**** Source information ****

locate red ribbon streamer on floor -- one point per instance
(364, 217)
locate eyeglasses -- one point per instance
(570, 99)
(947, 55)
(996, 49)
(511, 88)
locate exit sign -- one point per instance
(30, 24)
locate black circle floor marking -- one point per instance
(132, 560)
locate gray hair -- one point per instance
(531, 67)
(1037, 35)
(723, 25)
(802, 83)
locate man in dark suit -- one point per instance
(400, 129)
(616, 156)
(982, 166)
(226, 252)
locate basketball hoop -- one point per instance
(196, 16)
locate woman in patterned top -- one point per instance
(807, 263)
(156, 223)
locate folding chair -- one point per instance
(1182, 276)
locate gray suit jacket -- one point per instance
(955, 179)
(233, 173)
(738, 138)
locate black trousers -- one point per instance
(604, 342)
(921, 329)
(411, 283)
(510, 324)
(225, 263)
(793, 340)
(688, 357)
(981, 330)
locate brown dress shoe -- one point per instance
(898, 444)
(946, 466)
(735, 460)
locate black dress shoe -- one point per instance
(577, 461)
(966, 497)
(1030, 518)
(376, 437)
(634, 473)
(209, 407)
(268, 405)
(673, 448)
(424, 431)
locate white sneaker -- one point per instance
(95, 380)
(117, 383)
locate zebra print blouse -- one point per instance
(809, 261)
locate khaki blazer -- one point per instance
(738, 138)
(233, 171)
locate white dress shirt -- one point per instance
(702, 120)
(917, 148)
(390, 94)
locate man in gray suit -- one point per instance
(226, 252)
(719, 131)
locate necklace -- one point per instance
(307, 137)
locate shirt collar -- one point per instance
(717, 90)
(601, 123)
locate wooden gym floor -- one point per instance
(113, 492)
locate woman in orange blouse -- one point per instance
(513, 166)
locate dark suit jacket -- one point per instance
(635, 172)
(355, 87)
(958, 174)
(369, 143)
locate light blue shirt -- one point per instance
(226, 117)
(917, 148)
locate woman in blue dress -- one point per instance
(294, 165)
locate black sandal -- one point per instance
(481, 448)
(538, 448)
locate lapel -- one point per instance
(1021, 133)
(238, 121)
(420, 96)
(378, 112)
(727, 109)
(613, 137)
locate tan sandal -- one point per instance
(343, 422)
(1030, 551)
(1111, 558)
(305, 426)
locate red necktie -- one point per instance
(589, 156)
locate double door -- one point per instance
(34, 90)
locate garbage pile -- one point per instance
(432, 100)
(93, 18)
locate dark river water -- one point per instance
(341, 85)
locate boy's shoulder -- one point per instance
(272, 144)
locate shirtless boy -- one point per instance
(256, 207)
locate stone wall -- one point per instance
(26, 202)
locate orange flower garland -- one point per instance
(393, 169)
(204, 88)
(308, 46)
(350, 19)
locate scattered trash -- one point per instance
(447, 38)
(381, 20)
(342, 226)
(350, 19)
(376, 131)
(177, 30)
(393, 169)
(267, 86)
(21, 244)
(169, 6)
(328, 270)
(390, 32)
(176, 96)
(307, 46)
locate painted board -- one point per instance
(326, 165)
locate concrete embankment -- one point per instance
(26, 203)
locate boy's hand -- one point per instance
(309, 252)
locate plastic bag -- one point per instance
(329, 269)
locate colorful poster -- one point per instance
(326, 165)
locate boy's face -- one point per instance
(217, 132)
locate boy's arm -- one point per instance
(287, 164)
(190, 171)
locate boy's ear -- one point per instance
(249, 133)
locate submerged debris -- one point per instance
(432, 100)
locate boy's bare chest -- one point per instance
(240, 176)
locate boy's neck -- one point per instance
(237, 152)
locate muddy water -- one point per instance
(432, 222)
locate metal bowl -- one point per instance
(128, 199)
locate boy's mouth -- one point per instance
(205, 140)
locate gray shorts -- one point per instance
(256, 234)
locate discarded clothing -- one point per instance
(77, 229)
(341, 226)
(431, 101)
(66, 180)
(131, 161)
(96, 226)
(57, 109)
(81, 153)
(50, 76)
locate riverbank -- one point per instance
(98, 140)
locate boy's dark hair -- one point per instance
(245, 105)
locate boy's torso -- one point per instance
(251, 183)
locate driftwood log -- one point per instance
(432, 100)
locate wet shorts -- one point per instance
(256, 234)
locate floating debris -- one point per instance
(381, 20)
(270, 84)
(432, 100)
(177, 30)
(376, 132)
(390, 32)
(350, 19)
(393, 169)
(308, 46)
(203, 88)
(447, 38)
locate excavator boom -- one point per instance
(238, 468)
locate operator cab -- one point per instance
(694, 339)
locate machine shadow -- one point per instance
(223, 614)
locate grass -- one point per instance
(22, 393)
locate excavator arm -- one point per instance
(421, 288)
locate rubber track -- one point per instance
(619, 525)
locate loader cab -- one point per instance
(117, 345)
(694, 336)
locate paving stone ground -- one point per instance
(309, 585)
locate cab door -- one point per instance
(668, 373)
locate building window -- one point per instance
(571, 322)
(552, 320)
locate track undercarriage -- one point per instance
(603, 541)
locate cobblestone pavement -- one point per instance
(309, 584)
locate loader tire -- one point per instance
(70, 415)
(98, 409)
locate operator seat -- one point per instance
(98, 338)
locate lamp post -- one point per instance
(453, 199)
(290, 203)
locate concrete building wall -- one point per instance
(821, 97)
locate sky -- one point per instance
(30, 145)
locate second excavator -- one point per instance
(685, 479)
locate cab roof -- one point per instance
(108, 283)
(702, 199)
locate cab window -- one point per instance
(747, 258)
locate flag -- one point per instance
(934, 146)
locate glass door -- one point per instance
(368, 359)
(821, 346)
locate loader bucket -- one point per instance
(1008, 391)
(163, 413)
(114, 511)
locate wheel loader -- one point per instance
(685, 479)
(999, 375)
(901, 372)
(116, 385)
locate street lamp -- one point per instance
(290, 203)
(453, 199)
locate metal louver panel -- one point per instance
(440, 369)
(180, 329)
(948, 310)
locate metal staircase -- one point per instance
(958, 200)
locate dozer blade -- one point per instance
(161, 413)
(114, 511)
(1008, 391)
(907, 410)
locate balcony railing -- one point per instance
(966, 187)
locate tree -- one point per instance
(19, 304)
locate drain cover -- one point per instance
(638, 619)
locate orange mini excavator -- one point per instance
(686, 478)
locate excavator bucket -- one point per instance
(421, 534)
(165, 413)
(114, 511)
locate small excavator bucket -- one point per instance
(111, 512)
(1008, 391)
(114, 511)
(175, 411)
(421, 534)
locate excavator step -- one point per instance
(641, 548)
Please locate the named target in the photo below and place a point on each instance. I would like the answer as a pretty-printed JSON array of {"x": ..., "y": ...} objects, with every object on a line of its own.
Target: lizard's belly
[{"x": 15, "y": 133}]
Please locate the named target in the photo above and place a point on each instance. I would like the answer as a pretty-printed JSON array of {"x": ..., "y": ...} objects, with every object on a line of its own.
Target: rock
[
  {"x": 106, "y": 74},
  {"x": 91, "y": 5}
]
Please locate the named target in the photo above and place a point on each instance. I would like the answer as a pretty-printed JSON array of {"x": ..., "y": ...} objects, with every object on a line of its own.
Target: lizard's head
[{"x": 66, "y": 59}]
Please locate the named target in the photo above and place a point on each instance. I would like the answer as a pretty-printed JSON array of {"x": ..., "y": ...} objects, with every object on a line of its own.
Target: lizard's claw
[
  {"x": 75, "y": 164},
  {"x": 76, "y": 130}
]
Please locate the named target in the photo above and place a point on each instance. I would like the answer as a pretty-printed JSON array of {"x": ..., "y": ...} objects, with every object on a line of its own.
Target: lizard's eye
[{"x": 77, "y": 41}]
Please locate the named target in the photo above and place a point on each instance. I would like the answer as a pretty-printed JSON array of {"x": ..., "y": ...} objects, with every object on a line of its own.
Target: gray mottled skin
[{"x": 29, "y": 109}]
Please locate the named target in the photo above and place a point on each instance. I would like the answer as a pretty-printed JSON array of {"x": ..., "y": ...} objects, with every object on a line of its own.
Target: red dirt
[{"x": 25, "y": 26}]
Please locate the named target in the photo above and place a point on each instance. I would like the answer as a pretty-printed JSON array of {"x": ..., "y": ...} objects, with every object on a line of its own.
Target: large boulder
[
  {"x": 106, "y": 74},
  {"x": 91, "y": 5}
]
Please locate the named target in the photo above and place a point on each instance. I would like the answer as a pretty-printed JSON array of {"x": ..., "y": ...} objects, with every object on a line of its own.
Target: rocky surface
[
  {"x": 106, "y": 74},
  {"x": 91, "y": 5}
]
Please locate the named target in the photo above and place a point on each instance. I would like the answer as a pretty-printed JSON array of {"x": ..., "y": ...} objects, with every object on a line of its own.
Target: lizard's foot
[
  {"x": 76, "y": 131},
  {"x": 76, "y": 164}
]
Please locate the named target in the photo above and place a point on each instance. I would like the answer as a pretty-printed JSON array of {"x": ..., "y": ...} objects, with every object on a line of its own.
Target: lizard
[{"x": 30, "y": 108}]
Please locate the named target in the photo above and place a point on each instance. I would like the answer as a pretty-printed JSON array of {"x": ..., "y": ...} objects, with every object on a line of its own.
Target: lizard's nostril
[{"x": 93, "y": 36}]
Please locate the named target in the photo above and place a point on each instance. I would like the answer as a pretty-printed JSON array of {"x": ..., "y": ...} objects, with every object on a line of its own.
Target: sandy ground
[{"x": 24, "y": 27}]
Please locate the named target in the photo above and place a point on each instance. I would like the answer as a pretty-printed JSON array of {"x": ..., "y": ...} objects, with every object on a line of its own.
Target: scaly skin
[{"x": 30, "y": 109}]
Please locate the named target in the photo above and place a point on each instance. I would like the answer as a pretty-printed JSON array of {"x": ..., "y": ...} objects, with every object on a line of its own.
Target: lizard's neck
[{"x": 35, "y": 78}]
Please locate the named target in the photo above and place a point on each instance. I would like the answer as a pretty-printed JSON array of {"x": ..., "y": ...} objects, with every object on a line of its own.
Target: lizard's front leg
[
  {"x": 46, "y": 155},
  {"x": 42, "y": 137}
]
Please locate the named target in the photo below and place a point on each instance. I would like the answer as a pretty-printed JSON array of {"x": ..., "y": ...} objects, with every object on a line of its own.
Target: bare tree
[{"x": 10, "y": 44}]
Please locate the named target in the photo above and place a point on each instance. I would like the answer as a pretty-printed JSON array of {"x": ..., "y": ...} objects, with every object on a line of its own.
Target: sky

****

Exercise prompt: Nothing but the lines from the one with "Target: lizard's nostril" through the final line of the records may appear in the answer, and each must be transcribed exactly.

Expected answer:
Target: lizard's nostril
[{"x": 93, "y": 36}]
Please locate the named target in the photo above and place a point on each instance. I would like the answer as a pretty-printed JSON array of {"x": ..., "y": ...} objects, with every object on a line of its own.
Target: sandy ground
[{"x": 24, "y": 27}]
Please locate the named target in the photo above and place a point on each instance. I would like the answer as a pretty-printed JSON array of {"x": ..., "y": ...} objects, with every object on a line of its own.
Target: scaly skin
[{"x": 30, "y": 109}]
Please locate the named target in the photo above and place a point on each instance. I would like the answer as a pretty-printed JSON array of {"x": ..., "y": ...} objects, with every object on a line of its own.
Target: lizard's neck
[{"x": 35, "y": 78}]
Please locate the named target in the photo above and place a point on each instance. I would like the answer as a pretty-printed JSON array of {"x": ..., "y": ...} objects, with every object on a line of its own.
Target: lizard's front leg
[
  {"x": 46, "y": 155},
  {"x": 42, "y": 137}
]
Please locate the named target in the photo below and place a point on each instance. I would like the answer as a pretty-printed JSON array of {"x": ..., "y": ...} objects, with every object on a line of its own.
Target: bare tree
[{"x": 10, "y": 44}]
Please locate the named target in the photo above and place a point on each instance. I would like the answer as a pretty-printed JSON array of {"x": ..., "y": ...} objects, with every object on a line of its own.
Target: sky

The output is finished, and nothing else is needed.